Page extract.

PaddlePaddle / Paddle

PArallel Distributed Deep LEarning: Machine Learning Framework from Industrial Practice (『飞桨』核心框架,深度学习&机器学习高性能单机、分布式训练和跨平台部署)
http://www.paddlepaddle.org/
Apache License 2.0
22.11k stars 5.55k forks source link

[maybe a bug] when breaking from an iteration of a dataloader, and the python process terminates, then it may report a strange error. #46774

Closed OccupyMars2025 closed 11 months ago

OccupyMars2025 commented 1 year ago

The paddle experts can just ignore this issure. I just record the error here. It is not urgent. I will check it when I have time.

bug描述 Describe the Bug

    for index, (images, labels) in enumerate(paddle_dataloader):
        if index > 5:
            break
        print(images.shape, labels.shape)

Supplied material.
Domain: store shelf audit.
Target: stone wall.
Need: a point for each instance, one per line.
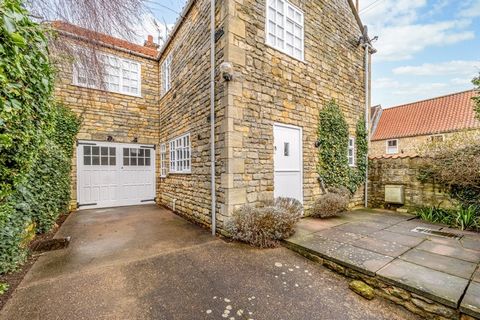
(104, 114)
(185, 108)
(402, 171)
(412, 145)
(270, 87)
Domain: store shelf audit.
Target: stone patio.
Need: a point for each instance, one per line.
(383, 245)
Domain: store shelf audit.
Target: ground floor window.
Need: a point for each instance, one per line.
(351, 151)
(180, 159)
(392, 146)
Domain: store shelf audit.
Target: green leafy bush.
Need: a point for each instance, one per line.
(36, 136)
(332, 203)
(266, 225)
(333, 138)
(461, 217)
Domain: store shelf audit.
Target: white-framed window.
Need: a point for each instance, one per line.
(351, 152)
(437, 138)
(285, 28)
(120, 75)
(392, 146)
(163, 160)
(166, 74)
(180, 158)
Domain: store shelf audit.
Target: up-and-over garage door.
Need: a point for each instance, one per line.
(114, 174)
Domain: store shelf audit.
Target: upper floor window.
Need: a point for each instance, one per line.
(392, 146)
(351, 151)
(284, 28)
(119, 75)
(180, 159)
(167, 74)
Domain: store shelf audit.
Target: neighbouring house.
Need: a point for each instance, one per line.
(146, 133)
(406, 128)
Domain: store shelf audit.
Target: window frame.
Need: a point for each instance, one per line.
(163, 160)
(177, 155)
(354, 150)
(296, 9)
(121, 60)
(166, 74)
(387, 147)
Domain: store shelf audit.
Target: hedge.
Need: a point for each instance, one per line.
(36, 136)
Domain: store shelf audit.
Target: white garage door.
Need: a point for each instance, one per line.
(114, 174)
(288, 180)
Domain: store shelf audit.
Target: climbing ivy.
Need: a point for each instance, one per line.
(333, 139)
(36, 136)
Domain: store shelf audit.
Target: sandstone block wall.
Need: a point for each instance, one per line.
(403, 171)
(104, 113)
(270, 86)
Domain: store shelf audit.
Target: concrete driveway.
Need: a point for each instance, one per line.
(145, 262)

Exercise instructions. Please quote the PaddlePaddle issue page above in full, reproducing every line word for word.

Exercise solution.
PaddlePaddle / Paddle

PArallel Distributed Deep LEarning: Machine Learning Framework from Industrial Practice (『飞桨』核心框架,深度学习&机器学习高性能单机、分布式训练和跨平台部署)
http://www.paddlepaddle.org/
Apache License 2.0
22.11k stars 5.55k forks source link

[maybe a bug] when breaking from an iteration of a dataloader, and the python process terminates, then it may report a strange error. #46774

Closed OccupyMars2025 closed 11 months ago

OccupyMars2025 commented 1 year ago

The paddle experts can just ignore this issure. I just record the error here. It is not urgent. I will check it when I have time.

bug描述 Describe the Bug

    for index, (images, labels) in enumerate(paddle_dataloader):
        if index > 5:
            break
        print(images.shape, labels.shape)